Problem:
Transcribe the listing exactly, leaving out every picture.

Entries supplied:
# # #

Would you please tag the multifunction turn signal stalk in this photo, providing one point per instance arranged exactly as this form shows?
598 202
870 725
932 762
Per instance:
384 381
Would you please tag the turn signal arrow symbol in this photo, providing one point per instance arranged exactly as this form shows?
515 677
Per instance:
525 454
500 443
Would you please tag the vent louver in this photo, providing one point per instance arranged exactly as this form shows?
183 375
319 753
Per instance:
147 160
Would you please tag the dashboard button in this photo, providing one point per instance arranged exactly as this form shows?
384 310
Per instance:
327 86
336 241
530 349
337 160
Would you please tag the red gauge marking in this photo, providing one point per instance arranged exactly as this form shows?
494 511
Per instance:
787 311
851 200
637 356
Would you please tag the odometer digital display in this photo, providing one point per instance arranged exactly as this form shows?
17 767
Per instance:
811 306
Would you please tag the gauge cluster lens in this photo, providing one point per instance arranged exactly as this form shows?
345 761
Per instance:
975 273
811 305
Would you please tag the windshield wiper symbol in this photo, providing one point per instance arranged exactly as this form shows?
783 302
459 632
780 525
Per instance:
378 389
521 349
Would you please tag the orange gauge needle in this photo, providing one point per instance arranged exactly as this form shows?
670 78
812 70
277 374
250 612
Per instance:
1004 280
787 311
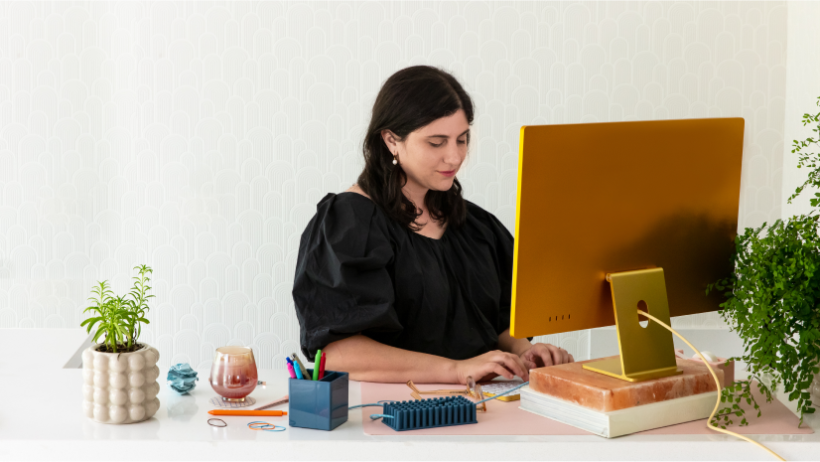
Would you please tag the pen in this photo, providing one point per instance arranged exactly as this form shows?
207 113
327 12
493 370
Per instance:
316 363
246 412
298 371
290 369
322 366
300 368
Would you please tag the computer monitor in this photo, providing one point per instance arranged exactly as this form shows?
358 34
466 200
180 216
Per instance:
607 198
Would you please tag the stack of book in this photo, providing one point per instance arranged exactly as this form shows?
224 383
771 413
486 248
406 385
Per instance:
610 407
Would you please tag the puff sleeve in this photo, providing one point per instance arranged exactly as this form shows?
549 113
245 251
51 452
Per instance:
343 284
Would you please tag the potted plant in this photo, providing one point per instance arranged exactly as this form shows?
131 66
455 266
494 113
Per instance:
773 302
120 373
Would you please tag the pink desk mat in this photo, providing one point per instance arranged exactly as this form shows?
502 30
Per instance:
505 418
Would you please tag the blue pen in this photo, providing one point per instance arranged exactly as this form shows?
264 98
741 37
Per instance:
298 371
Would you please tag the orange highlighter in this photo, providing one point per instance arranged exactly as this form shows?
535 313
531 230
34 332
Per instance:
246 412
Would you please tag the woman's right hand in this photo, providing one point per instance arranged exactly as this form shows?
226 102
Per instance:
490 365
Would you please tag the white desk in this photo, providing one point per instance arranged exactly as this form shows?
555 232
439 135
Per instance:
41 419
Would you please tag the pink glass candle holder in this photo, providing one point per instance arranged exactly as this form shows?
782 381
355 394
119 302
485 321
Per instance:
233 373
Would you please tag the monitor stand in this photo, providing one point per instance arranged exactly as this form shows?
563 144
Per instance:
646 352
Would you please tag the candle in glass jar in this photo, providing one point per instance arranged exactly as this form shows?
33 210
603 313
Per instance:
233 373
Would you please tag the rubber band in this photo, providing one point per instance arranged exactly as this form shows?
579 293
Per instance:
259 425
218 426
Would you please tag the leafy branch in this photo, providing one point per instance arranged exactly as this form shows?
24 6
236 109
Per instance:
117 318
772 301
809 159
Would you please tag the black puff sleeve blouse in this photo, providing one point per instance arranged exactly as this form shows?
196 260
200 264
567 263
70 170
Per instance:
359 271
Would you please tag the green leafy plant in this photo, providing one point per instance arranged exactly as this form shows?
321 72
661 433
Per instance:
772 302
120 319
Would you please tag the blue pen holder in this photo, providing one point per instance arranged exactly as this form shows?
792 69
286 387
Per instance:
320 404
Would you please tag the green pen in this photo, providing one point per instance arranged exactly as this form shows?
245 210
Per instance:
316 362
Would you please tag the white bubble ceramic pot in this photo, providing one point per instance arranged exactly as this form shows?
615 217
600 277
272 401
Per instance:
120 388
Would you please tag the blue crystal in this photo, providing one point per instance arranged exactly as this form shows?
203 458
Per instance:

# # #

Task response:
Would you please tag the multifunction turn signal stalk in this photo, providing one point per instance arranged exactly as this form shows?
598 202
870 725
932 762
Per instance:
384 381
Would you please tag the turn signal arrow symbol in this photo, providing one point per instance arranged exactly as this form shows?
515 677
Per instance:
525 454
500 443
Would you please tag the vent louver in this photo, providing one point per instance arranged exactly as this form shows?
183 375
319 753
Per instance:
147 160
Would you please tag the dashboard button in this photo, providing one point per instance arranged exactly as this form shows?
384 310
Per instance:
327 86
336 241
530 349
337 160
Would you please tag the red gauge marking in this photo, providing one point per instance arranged exactly as this form shows?
494 511
Per instance:
787 311
851 200
637 356
Would you please tag the odometer digital display in this photo, providing one point per instance arranged exactly as this form shows?
17 767
Per instance:
811 306
Would you please tag the gauge cluster lens in this photo, providing one point per instance arranged exactly as this form shows?
345 761
Per instance:
975 273
811 305
Would you please tag the windshield wiper symbol in this photo, providing one point per instance arranged exactly as this form shows?
783 302
459 632
780 525
Per instance:
378 389
521 349
Would you please tag the orange gauge needle in this photo, providing one point per instance arranged exactly as this form shows?
670 78
812 70
277 374
250 612
Per instance:
1004 280
787 311
Would you please tag the pen in this photo, providing one point per instance arranged exactly as this form shows?
207 113
327 12
493 370
Per instance:
316 363
246 412
298 371
290 369
322 366
300 368
Would you please tag the computer monitor in this photo, providing one point per instance arranged exactly as this form shows?
358 34
466 200
180 216
Per instance:
607 198
Would you please tag the stack of book in this photo, providing one point per instance arranged exactly as this form shows?
224 383
771 413
486 248
406 385
Per instance:
610 407
Would you please tag the puff sleeve in this photo, providing one point per instance arranged exactly as this form shows?
549 113
245 251
51 452
Per instance:
343 284
Would you please tag the potted plant in this photo, providing one point per instance arranged exactly as this form shows?
131 66
455 266
494 113
Per instance:
773 302
120 373
Would you please tag the pink desk mat in this photo, providing one point per instance arranged exactly as this form shows?
502 30
Per instance:
505 418
Would you please tag the blue pen in this photo, providing one point per instance arranged exactly as this form shows?
264 98
741 37
Per instance:
298 371
Would you please tag the orange highlighter in this photo, providing one point per instance arranged exactly as this form shows?
535 313
531 230
34 332
Per instance:
246 412
Would you please tag the woman's right hand in this photo, providing one point per instance arranged exactly as this form shows?
226 102
Per instance:
490 365
Would you please tag the white desk in this photo, providing one point per instance arranged exactly as this form shows?
555 232
439 135
Per instance:
41 419
Would you please tag the pink glass candle holder in this photo, providing one point per instance arranged exactly as this form shows?
782 381
355 394
119 302
485 321
Per instance:
233 373
Would you please tag the monitor stand in this photo, providing one point per instance arranged exactly as this form shows?
563 144
Per instance:
646 352
Would you please tag the candle in glass jar in this photo, providing one point per instance arranged exactly as this form shows?
33 210
603 313
Per instance:
233 373
Would you please tag the rubber band in this photo, providing one point per instance arranged exactly as this form shows?
579 293
Per instance:
259 425
218 426
Would you please tag the leafy branch in this photo, providing one point per instance arranged exactly as this form shows?
24 6
236 109
Per instance:
117 318
772 301
809 159
Would you please tag the black puff sleeve blouse in this photo, providing one point per instance arranged exactly as this form shows?
196 260
200 264
567 263
70 170
Per instance:
359 271
Would you please tag the green leafy plant in this photo, providing one point per instance arranged exactly as this form shows?
321 72
661 433
Per instance:
772 302
120 319
Would you please tag the blue pen holder in this photo, providing one point per instance arranged exactly as this form shows?
792 69
286 387
Per instance:
320 404
Would you please tag the green pen in this photo, providing one point per instance arranged exactly as this form shows?
245 210
Per instance:
316 362
Would you please tag the white bubble ceramic pot in this photo, providing one point per instance arranged exactly as this form shows?
615 217
600 277
272 401
Per instance:
120 388
Would you please tag the blue crystal in this photo, providing one point per instance arranged exactly as this form shows?
203 458
Per instance:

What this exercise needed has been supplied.